Given request – Go through the items below and swap every "misty mountain" for "foggy ridge", changing nothing else. Omit the pictures from what you give back.

Source records –
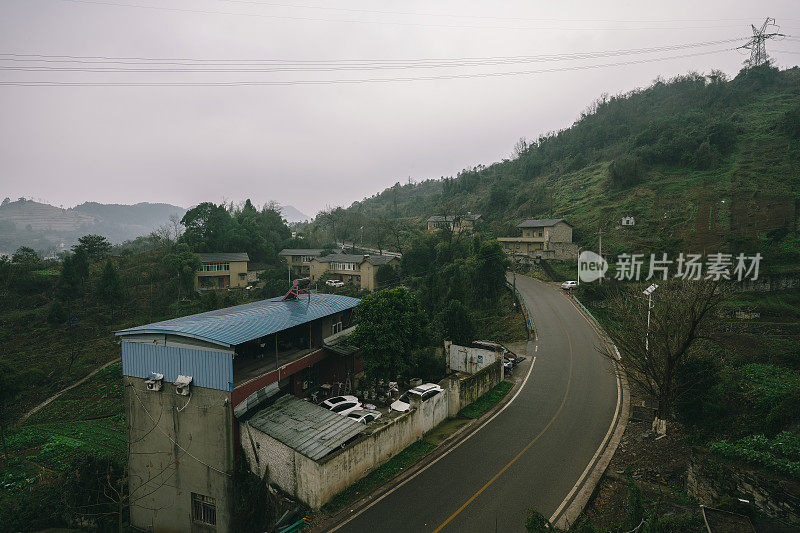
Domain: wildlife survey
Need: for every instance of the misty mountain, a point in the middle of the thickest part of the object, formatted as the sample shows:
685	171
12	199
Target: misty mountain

Complete output –
Domain: wildlife survey
Need: for every instance of the foggy ridge, a point in the middle of the thickest part of the object, formatted as the sample shows:
685	171
12	199
Target: foggy ridge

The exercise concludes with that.